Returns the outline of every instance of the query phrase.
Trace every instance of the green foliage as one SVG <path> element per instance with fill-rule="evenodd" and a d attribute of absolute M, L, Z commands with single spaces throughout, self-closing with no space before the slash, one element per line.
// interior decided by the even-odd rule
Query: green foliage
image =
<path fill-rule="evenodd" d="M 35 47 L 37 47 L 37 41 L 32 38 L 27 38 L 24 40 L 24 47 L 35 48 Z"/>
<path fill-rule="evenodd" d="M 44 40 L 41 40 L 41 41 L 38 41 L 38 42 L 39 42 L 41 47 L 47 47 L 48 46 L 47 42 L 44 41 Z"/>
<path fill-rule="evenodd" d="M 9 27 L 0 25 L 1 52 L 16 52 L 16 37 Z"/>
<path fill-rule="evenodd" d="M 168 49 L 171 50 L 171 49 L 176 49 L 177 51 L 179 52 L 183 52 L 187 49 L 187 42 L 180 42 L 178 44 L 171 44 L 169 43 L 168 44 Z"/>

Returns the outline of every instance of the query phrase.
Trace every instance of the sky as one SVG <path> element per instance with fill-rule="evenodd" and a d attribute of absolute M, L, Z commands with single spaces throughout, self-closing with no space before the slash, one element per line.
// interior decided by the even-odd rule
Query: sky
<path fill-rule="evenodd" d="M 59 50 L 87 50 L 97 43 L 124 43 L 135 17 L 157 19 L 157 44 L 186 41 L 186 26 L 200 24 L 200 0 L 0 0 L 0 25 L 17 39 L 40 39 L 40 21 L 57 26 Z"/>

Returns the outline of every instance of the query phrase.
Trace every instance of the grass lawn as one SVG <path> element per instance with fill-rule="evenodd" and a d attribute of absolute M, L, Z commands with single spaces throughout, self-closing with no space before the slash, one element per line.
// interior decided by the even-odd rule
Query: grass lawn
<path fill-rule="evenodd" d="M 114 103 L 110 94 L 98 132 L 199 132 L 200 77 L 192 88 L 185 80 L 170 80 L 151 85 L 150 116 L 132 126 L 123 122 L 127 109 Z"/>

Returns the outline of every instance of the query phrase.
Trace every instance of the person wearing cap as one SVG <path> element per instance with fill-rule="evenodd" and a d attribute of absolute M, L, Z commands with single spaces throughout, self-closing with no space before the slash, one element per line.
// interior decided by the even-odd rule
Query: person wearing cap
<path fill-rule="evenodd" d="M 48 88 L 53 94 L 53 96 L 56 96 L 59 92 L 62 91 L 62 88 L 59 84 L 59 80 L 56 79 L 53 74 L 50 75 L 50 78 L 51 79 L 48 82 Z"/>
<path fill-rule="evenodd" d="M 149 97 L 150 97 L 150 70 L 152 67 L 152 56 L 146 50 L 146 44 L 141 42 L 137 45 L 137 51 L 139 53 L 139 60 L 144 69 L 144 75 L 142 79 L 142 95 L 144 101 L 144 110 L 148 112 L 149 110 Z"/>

_Exercise details:_ Write out all the records above again, swapping "query phrase" for "search phrase" at every occurrence. Leave everything else unchanged.

_Solution for this exercise:_
Returns the outline of every instance of the search phrase.
Trace every instance of the green foliage as one SVG <path> element per instance with fill-rule="evenodd" and a d attribute of absolute M, L, Z commands with single spaces throughout, self-closing with no space before the slash, one element per line.
// interior decided by the even-odd rule
Query: green foliage
image =
<path fill-rule="evenodd" d="M 35 47 L 37 47 L 37 41 L 32 38 L 27 38 L 24 40 L 24 47 L 35 48 Z"/>
<path fill-rule="evenodd" d="M 44 40 L 41 40 L 41 41 L 38 41 L 38 42 L 39 42 L 41 47 L 47 47 L 48 46 L 47 42 L 44 41 Z"/>
<path fill-rule="evenodd" d="M 9 27 L 0 25 L 1 52 L 16 52 L 16 37 Z"/>
<path fill-rule="evenodd" d="M 168 49 L 171 50 L 171 49 L 176 49 L 177 51 L 179 52 L 183 52 L 187 49 L 187 42 L 180 42 L 178 44 L 171 44 L 169 43 L 168 44 Z"/>

Returns the outline of every instance of the search phrase.
Trace every instance of the sky as one SVG <path> element per instance with fill-rule="evenodd" and a d attribute of absolute M, L, Z commands with single spaces throughout, self-closing with no space before the slash, one element per line.
// interior decided by the even-odd rule
Query: sky
<path fill-rule="evenodd" d="M 59 50 L 87 50 L 97 43 L 124 43 L 135 17 L 157 19 L 157 44 L 186 41 L 186 26 L 200 24 L 200 0 L 0 0 L 0 25 L 17 39 L 40 39 L 40 21 L 57 26 Z"/>

Returns the outline of every instance of the search phrase.
Trace every instance of the grass lawn as one SVG <path> element per instance with fill-rule="evenodd" and a d attribute of absolute M, L, Z commands with single spaces throughout, self-closing with no space before the slash, one element per line.
// interior decided by the even-odd rule
Query: grass lawn
<path fill-rule="evenodd" d="M 114 103 L 110 94 L 98 132 L 199 132 L 200 77 L 192 88 L 185 80 L 170 80 L 151 85 L 150 116 L 132 126 L 123 122 L 127 109 Z"/>

Returns the outline of every instance of the search phrase.
Trace every instance of the person wearing cap as one SVG <path> element per instance with fill-rule="evenodd" and a d attribute of absolute M, L, Z commands with single spaces throughout, self-closing with no space before the slash, one element per line.
// interior decided by the even-odd rule
Query: person wearing cap
<path fill-rule="evenodd" d="M 48 88 L 53 94 L 53 96 L 56 96 L 59 92 L 62 91 L 62 88 L 59 84 L 59 80 L 56 79 L 53 74 L 50 75 L 50 78 L 51 79 L 48 82 Z"/>
<path fill-rule="evenodd" d="M 149 97 L 150 97 L 150 70 L 152 67 L 152 56 L 146 50 L 146 44 L 141 42 L 137 45 L 137 51 L 139 53 L 139 60 L 144 69 L 144 75 L 142 79 L 142 95 L 144 101 L 144 110 L 148 112 L 149 110 Z"/>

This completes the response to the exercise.